• **Written task**
Copy the lines below exactly, beginning at the line that contains "Reviewer note: every instance of the buttercream" and stopping after the line that contains "pixel 263 572".

start Source material

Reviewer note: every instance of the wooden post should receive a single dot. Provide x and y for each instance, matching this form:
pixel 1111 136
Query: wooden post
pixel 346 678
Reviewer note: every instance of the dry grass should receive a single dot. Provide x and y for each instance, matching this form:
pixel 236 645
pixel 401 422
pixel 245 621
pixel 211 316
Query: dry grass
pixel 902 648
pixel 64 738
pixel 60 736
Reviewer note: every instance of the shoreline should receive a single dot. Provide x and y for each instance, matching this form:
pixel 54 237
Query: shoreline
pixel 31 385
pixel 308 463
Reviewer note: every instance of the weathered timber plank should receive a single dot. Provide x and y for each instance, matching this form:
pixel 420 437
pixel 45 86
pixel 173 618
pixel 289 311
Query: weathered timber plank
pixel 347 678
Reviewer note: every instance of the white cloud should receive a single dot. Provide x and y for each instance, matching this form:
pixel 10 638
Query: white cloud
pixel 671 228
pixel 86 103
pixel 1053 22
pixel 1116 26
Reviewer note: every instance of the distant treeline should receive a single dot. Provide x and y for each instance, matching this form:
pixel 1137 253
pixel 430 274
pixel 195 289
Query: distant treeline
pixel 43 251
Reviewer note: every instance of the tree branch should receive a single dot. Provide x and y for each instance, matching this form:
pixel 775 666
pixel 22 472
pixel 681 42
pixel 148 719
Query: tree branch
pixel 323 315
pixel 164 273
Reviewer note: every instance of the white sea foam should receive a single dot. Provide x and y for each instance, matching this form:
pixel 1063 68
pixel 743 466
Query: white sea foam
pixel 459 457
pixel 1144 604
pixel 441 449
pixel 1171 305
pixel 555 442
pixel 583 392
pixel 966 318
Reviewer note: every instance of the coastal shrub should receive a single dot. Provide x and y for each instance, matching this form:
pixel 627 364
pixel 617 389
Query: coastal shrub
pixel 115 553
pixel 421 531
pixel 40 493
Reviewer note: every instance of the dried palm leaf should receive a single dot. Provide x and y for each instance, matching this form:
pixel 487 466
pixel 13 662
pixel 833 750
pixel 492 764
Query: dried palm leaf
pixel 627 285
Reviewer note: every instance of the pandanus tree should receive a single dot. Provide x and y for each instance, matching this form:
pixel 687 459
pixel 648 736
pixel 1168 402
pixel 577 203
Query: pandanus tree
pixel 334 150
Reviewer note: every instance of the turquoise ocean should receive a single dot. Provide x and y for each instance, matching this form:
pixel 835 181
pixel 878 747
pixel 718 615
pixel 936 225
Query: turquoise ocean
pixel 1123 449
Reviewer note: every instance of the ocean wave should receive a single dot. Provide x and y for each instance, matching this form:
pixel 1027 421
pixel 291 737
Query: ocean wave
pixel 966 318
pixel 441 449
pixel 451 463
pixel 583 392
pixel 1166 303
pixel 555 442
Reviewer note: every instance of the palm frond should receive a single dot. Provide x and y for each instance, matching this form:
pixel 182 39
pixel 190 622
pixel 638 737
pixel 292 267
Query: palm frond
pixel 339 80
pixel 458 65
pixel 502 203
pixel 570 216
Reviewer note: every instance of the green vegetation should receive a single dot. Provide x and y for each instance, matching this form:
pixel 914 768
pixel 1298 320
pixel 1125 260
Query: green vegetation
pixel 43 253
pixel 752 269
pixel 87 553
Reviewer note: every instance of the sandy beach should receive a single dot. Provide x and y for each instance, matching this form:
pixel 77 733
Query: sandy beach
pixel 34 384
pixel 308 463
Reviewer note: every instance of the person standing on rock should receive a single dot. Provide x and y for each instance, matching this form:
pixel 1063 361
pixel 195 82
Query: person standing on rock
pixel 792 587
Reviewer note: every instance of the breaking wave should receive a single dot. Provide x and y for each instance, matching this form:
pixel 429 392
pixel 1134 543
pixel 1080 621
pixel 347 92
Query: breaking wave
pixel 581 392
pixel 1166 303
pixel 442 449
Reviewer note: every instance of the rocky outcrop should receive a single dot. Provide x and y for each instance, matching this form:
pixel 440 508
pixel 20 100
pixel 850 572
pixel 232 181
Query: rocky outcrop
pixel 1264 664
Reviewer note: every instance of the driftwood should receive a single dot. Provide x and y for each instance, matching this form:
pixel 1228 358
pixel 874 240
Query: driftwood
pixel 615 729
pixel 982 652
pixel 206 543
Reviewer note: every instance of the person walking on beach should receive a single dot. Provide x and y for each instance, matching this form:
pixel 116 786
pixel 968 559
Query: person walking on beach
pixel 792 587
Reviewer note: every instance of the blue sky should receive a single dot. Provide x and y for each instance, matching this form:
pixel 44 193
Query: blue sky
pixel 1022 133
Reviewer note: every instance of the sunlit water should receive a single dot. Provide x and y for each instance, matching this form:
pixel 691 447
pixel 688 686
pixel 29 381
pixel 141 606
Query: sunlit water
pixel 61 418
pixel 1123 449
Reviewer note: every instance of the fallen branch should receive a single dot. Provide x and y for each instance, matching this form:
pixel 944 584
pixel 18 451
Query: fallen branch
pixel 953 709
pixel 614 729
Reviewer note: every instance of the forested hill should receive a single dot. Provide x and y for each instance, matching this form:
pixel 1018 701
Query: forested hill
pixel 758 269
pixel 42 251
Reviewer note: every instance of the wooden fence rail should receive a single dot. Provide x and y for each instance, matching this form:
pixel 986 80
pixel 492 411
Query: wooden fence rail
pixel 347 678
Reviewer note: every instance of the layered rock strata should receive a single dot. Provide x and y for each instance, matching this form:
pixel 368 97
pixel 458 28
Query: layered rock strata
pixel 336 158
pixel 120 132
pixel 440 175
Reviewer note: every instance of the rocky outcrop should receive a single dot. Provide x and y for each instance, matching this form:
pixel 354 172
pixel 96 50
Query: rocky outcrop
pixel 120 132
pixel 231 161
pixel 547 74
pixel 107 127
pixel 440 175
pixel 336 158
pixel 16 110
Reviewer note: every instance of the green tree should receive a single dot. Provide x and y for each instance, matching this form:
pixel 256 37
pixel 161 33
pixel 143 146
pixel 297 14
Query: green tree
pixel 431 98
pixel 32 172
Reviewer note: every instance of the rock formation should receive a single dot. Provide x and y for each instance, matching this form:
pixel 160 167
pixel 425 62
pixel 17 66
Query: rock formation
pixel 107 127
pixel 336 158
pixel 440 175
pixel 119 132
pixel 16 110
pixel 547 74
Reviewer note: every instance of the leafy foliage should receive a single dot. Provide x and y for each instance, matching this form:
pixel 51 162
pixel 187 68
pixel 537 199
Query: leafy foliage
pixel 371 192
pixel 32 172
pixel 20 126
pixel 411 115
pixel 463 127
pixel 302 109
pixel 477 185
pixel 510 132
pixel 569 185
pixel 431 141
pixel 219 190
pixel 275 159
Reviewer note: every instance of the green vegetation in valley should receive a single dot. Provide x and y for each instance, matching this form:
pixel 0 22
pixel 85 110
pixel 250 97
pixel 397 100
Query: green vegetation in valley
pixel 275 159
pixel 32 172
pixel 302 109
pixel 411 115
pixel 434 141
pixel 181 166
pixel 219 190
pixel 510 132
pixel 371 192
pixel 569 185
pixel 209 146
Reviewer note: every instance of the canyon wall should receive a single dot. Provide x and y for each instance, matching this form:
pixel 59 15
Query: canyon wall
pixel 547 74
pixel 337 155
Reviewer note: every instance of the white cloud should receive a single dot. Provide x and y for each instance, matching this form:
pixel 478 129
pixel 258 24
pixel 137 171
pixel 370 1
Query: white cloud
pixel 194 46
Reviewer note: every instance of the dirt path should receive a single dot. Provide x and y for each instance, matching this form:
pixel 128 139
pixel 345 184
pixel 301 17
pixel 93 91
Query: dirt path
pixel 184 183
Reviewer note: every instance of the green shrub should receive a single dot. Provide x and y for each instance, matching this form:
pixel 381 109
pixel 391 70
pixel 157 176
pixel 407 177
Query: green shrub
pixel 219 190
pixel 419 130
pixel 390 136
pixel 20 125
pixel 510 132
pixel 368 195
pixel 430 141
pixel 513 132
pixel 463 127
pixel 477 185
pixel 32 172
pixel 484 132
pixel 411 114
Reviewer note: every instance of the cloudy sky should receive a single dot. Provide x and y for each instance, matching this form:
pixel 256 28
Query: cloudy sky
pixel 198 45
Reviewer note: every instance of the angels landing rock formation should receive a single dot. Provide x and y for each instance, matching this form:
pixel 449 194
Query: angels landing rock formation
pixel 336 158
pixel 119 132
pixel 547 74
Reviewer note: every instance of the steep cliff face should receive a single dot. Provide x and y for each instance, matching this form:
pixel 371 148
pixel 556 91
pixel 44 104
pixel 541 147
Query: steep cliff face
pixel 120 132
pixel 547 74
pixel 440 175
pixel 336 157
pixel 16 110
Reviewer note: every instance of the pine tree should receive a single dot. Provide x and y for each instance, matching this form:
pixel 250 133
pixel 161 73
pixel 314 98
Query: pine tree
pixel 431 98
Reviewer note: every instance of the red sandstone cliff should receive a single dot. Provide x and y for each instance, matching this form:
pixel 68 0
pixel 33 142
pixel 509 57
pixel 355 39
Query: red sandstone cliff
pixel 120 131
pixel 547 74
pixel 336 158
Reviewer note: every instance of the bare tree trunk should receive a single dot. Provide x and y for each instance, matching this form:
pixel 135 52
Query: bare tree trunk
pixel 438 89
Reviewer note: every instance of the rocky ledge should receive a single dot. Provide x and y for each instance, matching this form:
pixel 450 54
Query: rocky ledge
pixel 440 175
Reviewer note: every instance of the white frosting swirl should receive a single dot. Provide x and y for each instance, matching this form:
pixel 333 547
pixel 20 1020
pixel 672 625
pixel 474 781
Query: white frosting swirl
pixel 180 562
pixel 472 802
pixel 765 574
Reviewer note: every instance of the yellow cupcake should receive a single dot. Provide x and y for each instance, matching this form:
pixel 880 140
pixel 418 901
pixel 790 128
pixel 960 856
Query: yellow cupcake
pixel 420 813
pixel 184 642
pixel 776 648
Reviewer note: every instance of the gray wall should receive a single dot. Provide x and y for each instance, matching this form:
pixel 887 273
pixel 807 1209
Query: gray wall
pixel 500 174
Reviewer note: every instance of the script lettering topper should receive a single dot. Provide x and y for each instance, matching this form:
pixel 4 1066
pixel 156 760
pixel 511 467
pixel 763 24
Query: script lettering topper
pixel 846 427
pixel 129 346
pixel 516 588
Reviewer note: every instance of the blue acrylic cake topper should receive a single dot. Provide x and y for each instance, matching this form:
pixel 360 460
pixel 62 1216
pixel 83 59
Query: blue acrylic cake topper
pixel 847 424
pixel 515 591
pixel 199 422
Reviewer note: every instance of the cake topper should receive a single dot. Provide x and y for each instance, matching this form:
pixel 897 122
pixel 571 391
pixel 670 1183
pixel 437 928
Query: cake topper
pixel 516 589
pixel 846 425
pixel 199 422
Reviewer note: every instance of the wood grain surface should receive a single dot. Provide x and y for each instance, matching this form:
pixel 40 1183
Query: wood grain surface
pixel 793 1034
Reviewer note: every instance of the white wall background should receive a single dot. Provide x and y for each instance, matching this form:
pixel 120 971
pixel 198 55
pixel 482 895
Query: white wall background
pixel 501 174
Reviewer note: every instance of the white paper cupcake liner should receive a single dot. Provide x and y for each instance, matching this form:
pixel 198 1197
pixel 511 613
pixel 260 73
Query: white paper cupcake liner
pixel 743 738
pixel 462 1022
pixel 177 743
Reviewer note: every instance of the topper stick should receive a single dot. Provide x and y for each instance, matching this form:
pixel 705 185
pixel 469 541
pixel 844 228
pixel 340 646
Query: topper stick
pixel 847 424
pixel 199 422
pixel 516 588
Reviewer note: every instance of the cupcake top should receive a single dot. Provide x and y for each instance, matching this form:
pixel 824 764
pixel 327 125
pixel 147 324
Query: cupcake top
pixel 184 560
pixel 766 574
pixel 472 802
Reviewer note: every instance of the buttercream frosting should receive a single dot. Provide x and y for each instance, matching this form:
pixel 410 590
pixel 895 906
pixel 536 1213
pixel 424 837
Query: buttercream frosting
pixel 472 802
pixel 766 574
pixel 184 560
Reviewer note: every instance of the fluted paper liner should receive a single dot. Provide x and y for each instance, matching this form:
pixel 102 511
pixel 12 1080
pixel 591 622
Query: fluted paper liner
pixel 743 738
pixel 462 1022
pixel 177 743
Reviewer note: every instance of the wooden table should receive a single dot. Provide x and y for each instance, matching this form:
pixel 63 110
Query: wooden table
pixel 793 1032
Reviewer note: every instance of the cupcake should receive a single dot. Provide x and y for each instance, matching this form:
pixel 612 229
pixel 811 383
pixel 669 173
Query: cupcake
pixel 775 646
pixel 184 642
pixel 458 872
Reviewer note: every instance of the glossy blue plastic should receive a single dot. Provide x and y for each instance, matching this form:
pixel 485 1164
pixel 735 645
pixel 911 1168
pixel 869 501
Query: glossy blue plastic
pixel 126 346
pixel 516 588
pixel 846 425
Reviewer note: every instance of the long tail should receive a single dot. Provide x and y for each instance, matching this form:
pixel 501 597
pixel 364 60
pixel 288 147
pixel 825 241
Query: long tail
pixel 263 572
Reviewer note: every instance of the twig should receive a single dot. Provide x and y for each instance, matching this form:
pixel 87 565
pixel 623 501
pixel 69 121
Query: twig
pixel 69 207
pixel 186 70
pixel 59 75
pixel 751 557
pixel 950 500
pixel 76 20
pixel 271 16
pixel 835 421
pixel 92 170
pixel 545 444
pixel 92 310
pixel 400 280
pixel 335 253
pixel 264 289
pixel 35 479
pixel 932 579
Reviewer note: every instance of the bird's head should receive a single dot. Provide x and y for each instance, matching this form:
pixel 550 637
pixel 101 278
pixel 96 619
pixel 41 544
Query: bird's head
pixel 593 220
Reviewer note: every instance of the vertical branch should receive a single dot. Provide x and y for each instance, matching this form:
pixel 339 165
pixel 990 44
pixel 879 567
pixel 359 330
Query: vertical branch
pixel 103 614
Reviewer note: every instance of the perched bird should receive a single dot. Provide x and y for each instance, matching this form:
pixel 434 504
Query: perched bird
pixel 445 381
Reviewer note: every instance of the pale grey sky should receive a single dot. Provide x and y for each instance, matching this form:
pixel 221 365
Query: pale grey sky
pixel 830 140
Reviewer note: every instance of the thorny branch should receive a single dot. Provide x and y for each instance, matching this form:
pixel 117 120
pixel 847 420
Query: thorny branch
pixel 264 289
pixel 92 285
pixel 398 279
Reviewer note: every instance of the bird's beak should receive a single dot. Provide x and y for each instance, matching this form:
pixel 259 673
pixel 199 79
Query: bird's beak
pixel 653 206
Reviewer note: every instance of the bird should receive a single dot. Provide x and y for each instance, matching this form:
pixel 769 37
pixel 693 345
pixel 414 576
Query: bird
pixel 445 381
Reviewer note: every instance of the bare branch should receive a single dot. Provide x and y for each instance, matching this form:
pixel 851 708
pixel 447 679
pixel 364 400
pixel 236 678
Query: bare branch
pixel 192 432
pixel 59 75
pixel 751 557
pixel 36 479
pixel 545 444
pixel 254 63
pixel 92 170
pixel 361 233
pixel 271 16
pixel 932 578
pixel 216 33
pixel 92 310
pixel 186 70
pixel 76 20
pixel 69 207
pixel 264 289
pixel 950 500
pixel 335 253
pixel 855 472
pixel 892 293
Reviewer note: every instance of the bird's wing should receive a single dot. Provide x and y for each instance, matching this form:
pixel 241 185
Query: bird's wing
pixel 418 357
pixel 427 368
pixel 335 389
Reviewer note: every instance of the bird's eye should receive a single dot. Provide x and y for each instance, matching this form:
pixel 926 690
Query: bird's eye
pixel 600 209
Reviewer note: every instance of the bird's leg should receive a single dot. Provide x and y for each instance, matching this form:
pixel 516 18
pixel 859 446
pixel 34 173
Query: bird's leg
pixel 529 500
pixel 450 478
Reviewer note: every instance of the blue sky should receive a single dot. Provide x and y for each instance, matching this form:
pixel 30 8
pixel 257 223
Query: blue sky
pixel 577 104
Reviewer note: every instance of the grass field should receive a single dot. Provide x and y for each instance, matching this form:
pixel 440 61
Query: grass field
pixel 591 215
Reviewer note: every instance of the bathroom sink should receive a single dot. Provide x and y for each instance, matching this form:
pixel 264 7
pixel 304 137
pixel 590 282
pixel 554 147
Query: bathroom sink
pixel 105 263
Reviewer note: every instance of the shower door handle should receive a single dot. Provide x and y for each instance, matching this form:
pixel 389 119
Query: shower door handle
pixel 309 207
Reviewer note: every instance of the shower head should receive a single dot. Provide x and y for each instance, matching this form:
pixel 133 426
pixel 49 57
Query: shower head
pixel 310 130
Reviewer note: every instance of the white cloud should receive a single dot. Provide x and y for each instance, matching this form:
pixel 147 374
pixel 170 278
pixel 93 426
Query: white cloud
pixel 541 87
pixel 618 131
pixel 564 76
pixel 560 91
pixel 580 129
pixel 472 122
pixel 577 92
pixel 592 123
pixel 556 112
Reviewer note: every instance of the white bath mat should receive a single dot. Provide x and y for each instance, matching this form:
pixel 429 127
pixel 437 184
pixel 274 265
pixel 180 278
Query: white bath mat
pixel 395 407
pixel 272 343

end Source material

• **Result below**
Reviewer note: every instance of the buttercream frosting should receive a single dot. Provide x and y for each instance, matching this form:
pixel 410 590
pixel 895 906
pixel 536 1213
pixel 424 837
Query: buttercream frosting
pixel 472 802
pixel 766 574
pixel 184 560
Reviewer note: every instance of the fluted paper liner should receive a single dot. Provide x and y for each instance, matching this form:
pixel 102 511
pixel 12 1080
pixel 591 622
Query: fluted paper liner
pixel 743 738
pixel 462 1022
pixel 177 743
Reviewer note: every instance of the wooden table should receive a single dot. Provide x and y for each instance, matching this form:
pixel 63 110
Query: wooden table
pixel 793 1032
Reviewer note: every instance of the cupcake should receive a single dot. Provide x and y for each instance, matching this form:
pixel 612 229
pixel 811 383
pixel 669 173
Query: cupcake
pixel 775 646
pixel 184 642
pixel 458 872
Reviewer note: every instance of the glossy blue plastic should receive a single dot. Provide x and y for each instance, matching this form:
pixel 485 1164
pixel 735 645
pixel 911 1168
pixel 869 501
Query: glossy blue plastic
pixel 126 346
pixel 516 588
pixel 846 425
Reviewer note: every instance of the long tail should receive a single dot. Provide x and y for each instance, matching this form:
pixel 501 597
pixel 364 60
pixel 288 147
pixel 825 241
Query: long tail
pixel 263 572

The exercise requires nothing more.